--- Begin Dataset records ---
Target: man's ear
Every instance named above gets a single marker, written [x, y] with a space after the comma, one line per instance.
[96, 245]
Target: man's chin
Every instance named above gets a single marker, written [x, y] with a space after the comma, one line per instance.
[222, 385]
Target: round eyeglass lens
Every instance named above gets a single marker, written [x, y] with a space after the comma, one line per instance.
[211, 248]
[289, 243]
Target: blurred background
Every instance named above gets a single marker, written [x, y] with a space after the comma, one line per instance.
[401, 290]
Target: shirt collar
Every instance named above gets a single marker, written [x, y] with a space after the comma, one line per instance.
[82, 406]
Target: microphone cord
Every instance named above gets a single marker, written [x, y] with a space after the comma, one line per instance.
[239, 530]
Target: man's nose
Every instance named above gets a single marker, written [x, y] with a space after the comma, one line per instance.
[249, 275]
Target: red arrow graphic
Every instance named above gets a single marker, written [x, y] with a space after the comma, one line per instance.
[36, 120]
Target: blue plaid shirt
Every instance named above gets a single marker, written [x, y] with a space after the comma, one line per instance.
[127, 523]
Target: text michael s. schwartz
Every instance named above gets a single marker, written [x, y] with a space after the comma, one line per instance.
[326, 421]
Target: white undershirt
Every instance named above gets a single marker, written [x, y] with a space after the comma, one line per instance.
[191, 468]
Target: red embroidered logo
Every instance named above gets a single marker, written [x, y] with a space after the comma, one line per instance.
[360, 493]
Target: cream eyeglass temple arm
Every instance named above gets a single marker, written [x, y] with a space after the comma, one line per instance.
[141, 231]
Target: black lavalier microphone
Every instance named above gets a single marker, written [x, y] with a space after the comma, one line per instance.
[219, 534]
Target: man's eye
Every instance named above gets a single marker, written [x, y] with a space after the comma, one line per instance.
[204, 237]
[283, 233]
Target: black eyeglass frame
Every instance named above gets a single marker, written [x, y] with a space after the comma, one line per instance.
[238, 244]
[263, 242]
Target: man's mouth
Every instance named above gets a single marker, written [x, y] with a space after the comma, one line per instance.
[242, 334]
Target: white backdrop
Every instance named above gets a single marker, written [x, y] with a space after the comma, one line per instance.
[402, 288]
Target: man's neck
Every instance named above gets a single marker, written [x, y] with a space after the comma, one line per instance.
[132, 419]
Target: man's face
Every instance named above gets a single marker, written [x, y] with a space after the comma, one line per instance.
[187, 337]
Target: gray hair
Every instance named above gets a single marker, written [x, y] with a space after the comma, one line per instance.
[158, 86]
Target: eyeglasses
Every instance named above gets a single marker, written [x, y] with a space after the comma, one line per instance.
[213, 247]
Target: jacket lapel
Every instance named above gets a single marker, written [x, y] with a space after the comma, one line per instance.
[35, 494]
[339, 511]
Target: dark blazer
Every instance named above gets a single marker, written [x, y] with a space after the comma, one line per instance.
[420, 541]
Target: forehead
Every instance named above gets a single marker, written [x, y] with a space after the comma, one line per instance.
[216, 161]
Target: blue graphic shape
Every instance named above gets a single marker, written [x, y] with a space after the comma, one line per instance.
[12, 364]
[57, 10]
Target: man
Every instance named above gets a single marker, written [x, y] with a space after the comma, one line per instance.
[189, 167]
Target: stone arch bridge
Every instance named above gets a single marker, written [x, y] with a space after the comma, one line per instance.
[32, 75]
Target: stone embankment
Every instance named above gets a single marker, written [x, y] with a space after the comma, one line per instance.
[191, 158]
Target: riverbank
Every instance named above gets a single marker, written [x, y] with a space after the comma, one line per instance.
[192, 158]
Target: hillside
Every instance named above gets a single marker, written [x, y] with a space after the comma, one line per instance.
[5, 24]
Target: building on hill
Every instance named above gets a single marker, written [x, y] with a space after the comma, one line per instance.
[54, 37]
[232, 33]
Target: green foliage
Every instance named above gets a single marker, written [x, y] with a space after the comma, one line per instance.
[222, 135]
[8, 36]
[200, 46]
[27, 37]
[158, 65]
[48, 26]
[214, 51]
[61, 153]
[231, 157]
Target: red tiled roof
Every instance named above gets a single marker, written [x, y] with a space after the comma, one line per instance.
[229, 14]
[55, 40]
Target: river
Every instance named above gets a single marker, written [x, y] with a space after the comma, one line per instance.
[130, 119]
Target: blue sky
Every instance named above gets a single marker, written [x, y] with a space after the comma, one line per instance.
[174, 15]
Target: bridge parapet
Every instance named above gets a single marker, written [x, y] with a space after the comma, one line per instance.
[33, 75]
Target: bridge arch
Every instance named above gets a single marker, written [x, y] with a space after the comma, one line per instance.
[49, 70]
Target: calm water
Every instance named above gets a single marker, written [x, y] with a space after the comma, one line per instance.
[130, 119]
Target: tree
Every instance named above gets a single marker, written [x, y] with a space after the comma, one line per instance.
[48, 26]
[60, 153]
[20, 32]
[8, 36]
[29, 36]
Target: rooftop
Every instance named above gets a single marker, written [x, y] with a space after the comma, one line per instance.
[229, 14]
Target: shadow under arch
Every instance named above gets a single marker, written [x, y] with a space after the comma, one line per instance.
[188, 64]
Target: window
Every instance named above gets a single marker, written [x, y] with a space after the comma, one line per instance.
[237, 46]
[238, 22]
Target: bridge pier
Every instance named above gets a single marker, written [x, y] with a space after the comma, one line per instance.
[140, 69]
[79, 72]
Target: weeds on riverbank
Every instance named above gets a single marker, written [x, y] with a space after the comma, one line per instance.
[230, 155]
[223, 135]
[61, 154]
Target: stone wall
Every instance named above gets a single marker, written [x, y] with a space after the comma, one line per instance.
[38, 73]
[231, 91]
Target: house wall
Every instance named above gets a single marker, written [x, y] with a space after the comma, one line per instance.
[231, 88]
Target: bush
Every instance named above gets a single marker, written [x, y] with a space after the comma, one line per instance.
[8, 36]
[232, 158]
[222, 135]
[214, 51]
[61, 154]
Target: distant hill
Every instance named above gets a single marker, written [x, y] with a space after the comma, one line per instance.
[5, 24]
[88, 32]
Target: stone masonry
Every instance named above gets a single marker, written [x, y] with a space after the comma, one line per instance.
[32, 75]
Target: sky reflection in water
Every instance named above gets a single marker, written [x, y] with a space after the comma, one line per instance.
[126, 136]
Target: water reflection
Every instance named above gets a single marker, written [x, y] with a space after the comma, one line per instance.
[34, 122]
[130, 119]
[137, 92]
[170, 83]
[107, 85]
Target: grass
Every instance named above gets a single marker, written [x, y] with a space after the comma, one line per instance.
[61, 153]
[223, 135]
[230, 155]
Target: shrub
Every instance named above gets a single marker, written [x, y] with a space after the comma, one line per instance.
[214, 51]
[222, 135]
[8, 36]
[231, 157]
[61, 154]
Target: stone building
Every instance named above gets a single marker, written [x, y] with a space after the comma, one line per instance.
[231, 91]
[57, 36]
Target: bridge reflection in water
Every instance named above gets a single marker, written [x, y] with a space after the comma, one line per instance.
--- End Dataset records ---
The task =>
Would you reproduce all the entries exactly?

Exercise response =>
Target: man's ear
Every instance named above gets a single marker, written [x, y] with a space after the comma, one line per instance.
[96, 245]
Target: man's chin
Every instance named above gets a single marker, written [x, y] with a space after the comma, one line per instance.
[222, 385]
Target: round eyeglass lens
Every instance named above gets a single marker, written [x, y] with a space after the comma, one line per instance.
[211, 248]
[289, 243]
Target: blurred background
Every instance named above gets a single marker, written [x, y] with a space after the comma, one line per instance.
[401, 290]
Target: shirt collar
Every instance named above gets a single marker, written [x, y] with a space after the comma, one line per instance.
[82, 406]
Target: microphone cord
Every instance named above gets a single marker, written [x, y] with a space after the comma, one line per instance.
[239, 530]
Target: man's nose
Every instance named above gets a single marker, written [x, y] with a space after the comma, one line per instance.
[249, 275]
Target: red arrow graphic
Every instance named above gets a single marker, written [x, y] with a space after the comma, one line per instance.
[36, 120]
Target: blue plaid shirt
Every instance named above gets a single marker, written [x, y] with a space after the comma, one line per instance.
[127, 523]
Target: text michael s. schwartz
Every instance named above gets a single marker, written [x, y] with a space after the comma, one line per instance.
[326, 421]
Target: white undershirt
Every instance named above gets a single marker, written [x, y] with a space after the comma, one line per instance.
[191, 468]
Target: red embroidered logo
Every instance named above gets a single marker, written [x, y] with a space after the comma, one line per instance.
[360, 493]
Target: cream eyeglass temple arm
Every instance named above gets a single marker, written [x, y] with a space after the comma, one line per instance.
[141, 231]
Target: black lavalier microphone
Every instance named above gets a single marker, written [x, y] with a space after the comma, one line per instance.
[219, 534]
Target: man's eye
Every instance named above gets a single marker, written [x, y] with a space after the comma, one line per instance.
[204, 237]
[283, 233]
Target: black eyeglass frame
Every instance named above gets a single marker, written [x, y] with a space after the comma, one line per instance.
[238, 244]
[263, 242]
Target: man's mouth
Every instance named above gets a single marker, written [x, y] with a space after the comma, one line per instance.
[242, 334]
Target: white backdrop
Every instance named above gets a single marker, written [x, y] with a space after the comma, one line per instance.
[402, 288]
Target: man's neck
Every instance named above gets a single marker, written [x, y] with a space after the comma, one line per instance.
[132, 419]
Target: man's face
Every instance named above gets a single marker, written [x, y] with a space after the comma, one line per instance.
[187, 337]
Target: gray hair
Every instance named above gets a single marker, written [x, y] with a space after the comma, one line per instance.
[158, 86]
Target: eyeglasses
Every instance named above gets a single marker, written [x, y] with a space after the comma, one line per instance.
[213, 247]
Target: jacket lapel
Every instance named above gets a single marker, written [x, y] with a space after the comma, one line per instance.
[35, 494]
[339, 511]
Target: dark blazer
Every instance named above gets a single marker, written [x, y] with a space after the comma, one line per instance.
[420, 541]
Target: forehead
Every instance named above gets a single marker, written [x, y] with a space after the comma, one line per instance.
[216, 161]
Target: blue graphic shape
Every instance named above gets a single marker, written [x, y] with a space after the comma, one line per instance.
[12, 364]
[57, 10]
Target: man
Every instance named above gets a single marker, written [x, y] with a space after the comma, one line per instance.
[189, 167]
Target: stone arch bridge
Every instance named above gets a single marker, written [x, y] with a space after the comma, one line per instance.
[32, 75]
Target: stone embankment
Every instance named above gets a single marker, written [x, y] with a space after the comma, one line per instance.
[191, 158]
Target: riverbank
Every instance named above gets a single marker, written [x, y] with a space after the comma, one line per instance.
[192, 158]
Target: hillside
Every instance named above gets a single marker, written [x, y] with a space after the comma, one line per instance.
[5, 24]
Target: building on hill
Every instance named above gets a single marker, written [x, y] with a space after the comma, one line per instance.
[54, 37]
[232, 33]
Target: green foliage
Every instance named above gets a single marker, written [x, y] with a space after the comma, one line per instance.
[222, 135]
[8, 36]
[200, 46]
[27, 37]
[158, 65]
[48, 26]
[214, 51]
[61, 153]
[231, 157]
Target: red tiled roof
Every instance named above gets a single marker, written [x, y] with a space after the comma, one line per instance.
[229, 14]
[55, 40]
Target: river
Every instance named above gets a single marker, written [x, y] with a space after the comma, one line per instance.
[130, 119]
Target: blue sky
Every instance named above gets a single marker, written [x, y] with a space after the comma, one line per instance.
[174, 15]
Target: bridge parapet
Every instance named above gets a single marker, written [x, y] with a space after the comma, one line per instance.
[33, 75]
Target: bridge arch
Every instance named above gets a single marker, written [x, y] with a space after the comma, one line per instance.
[49, 70]
Target: calm water
Every instance named above gets a single marker, written [x, y] with a space after the comma, one line per instance.
[130, 119]
Target: tree
Every instance named above gets a single marker, written [x, y] with a space after the comma, one line per instance.
[48, 26]
[60, 153]
[20, 32]
[8, 36]
[29, 36]
Target: rooftop
Every instance named above gets a single marker, written [x, y] with a space after the comma, one line per instance.
[229, 14]
Target: shadow under arch
Every instance named above gets a single marker, written [x, y] with a space after the comma, one line per instance.
[188, 64]
Target: window
Every instance named above gets a single marker, written [x, y] with a space after the comma, one line per instance.
[237, 46]
[238, 22]
Target: bridge pier
Every instance named above gets a single marker, written [x, y] with a space after the comma, one line per instance.
[140, 69]
[79, 72]
Target: weeds on riverbank
Every instance named above gets a single marker, written [x, y] with a space after the comma, one line per instance.
[230, 155]
[223, 135]
[61, 154]
Target: stone wall
Every instance named above gets a single marker, written [x, y] with a space after the comma, one line per instance.
[38, 73]
[231, 91]
Target: house wall
Every instance named above gets a single marker, written [x, y] with a space after the comma, one line per instance.
[231, 88]
Target: bush
Every instance named above gets a single marker, written [x, y] with a space after the comma, one line per instance.
[8, 36]
[232, 158]
[222, 135]
[214, 51]
[61, 154]
Target: distant hill
Every instance named above gets a single marker, written [x, y] with a space after the comma, one line per instance.
[5, 24]
[88, 32]
Target: stone masonry
Every instance named above gets a single marker, written [x, y] with a space after the comma, one line per instance.
[32, 75]
Target: sky reflection in water
Every instance named above gets a single marker, written [x, y] with a space after the comma, one line per instance.
[126, 136]
Target: water reflection
Every instance named above gets a single marker, written [x, y] with a space after the comma, one line per instance.
[34, 122]
[130, 119]
[137, 92]
[170, 83]
[107, 85]
Target: grass
Every instance named above gets a single marker, written [x, y] with a space after the comma, one line per instance.
[61, 153]
[223, 135]
[230, 155]
Target: shrub
Every instance named above gets a single marker, written [x, y] with a space after the comma, one line per instance.
[214, 51]
[222, 135]
[8, 36]
[231, 157]
[61, 154]
Target: stone building
Every instance named above gets a single marker, written [x, y] with a space after the comma, one line per instance.
[231, 91]
[57, 36]
Target: bridge reflection in water
Every instance named above gets a single marker, written [x, y] with a space after the comma, one line per instance.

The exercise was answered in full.